> _Source text_
......

PEG polymer, dendrimers, and liposomes have typical sizes of 30 nm, 5 nm, and 100 nm, respectively. The LHRH analogue, paclitaxel (TAX) anticancer medication, and near-infrared cyanine Cy5.5 imaging agent were all used as targeted DDSs in this work. Adding the LHRH peptide to DDS increased their anticancer activity to a level that was comparable across all three types of nanocarriers. As a result, tumour targeting reduces the disparities in anticancer efficacy and unfavourable side effects on healthy tissues between DDS of diverse architecture, size, molecular mass, and composition. The in vivo bio distribution of these three nanocarriers differed significantly, despite the fact that the major accumulation site in each case was a tumour. Furthermore, the size variation between these nanocarriers was caused by their composition, which should be taken into account. Overall, this study contributed to the field of targeted drug delivery by establishing that the most important component in DDS design for high therapeutic yield is tumor-specific receptor targeting Table 16.2). Advantages of polymer nano carriers are biocompatibility, biodegradability on-toxicity hydrophilicity with disadvantage toxic degradation, toxic monomers aggregation (Table 16.1). The impact of polymer loaded nanocarrier on cancer cell results good as shown in Fig. 16.2.

16.3.5 Carbon Nanotubes (CNTs) Nano Carrier in Drug Delivery

Carbon nanotubes (CNTs) have been used in the delivery of medicinal agents such as peptides, proteins, nucleic acids, genes, and vaccines, as well as in the regeneration of bone and neural tissue. LHRH-R expression is much higher in several malignancies than in normal tissues, including tissues of the reproductive organs. a CNTs can be loaded with bioactive peptides, proteins, nucleic acids, and medicines before being delivered to cells and organs (Prodana et al. 2011; Shaffer and Koziol 2002). The multiple rolled layer carbon nanotubes (MWCNTs) are basically used in the transporters for a medication dependent on platinum metal for the best treatment of breast cancer. This technique for functionalization includes the carboxyl functionalization of CNTs and exemplification of cisplatin loaded (CDDP) into MWCNTs includes for the cancer as ovarian, cervical, oesophageal, and types of cancer. Advantages of carbon nano carriers are better flow, improved hydrophilic properties with disadvantage potential material toxicity, and lack of solubility in aqueous media (Table 16.1). The impact of carbon loaded nanocarrier on cancer cell results good as shown in Fig. 16.2.

......

> _Provided material_

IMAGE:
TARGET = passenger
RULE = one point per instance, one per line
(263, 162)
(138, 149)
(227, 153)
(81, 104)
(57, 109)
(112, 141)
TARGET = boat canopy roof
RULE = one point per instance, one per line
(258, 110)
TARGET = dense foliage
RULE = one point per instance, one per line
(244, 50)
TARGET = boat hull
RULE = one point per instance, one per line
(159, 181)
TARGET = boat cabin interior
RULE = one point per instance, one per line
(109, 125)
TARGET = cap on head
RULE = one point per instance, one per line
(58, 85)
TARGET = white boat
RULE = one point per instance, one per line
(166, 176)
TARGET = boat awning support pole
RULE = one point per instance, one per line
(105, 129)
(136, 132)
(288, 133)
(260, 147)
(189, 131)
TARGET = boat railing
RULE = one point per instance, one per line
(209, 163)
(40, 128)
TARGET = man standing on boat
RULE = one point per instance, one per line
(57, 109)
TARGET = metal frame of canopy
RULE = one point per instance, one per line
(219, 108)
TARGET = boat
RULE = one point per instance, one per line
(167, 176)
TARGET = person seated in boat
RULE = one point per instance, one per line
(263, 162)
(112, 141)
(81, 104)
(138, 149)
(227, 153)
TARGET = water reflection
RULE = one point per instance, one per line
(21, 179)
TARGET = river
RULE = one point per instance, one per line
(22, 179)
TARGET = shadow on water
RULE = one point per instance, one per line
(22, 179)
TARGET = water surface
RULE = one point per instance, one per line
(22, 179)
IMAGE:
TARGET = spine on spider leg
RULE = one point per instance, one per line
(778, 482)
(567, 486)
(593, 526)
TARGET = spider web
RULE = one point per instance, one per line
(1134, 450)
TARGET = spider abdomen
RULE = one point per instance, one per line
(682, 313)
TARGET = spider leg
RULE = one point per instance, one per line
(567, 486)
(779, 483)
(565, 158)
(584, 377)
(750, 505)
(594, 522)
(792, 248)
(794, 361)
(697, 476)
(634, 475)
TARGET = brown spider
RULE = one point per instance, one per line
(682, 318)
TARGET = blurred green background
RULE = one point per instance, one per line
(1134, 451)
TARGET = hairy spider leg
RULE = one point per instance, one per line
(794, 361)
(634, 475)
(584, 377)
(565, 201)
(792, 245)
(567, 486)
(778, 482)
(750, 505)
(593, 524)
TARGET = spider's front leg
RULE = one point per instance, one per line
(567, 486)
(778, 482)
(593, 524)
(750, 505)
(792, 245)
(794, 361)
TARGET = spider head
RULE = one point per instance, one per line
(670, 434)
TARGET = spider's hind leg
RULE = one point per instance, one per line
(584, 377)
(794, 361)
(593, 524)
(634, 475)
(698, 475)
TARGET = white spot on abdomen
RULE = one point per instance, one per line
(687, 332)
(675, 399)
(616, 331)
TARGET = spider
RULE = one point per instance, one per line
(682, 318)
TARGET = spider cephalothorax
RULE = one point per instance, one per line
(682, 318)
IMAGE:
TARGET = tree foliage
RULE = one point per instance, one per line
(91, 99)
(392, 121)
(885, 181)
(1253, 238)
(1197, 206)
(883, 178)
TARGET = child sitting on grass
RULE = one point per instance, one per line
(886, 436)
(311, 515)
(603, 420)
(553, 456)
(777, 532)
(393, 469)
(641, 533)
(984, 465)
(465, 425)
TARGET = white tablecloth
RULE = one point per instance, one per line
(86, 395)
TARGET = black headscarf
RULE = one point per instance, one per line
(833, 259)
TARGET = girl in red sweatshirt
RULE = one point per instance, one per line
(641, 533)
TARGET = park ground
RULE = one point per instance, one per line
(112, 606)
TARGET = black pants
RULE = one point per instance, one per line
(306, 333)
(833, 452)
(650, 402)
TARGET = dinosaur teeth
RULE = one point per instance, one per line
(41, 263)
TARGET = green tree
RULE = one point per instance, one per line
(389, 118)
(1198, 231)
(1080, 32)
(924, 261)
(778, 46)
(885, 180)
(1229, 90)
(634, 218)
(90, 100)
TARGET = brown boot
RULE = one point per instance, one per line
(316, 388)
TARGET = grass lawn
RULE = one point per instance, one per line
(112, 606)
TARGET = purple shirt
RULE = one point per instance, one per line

......

According to the excerpt on nanocarriers, what is the typical size of liposomes? The material was drawn from a different source than the excerpt on nanocarriers.

100 nm.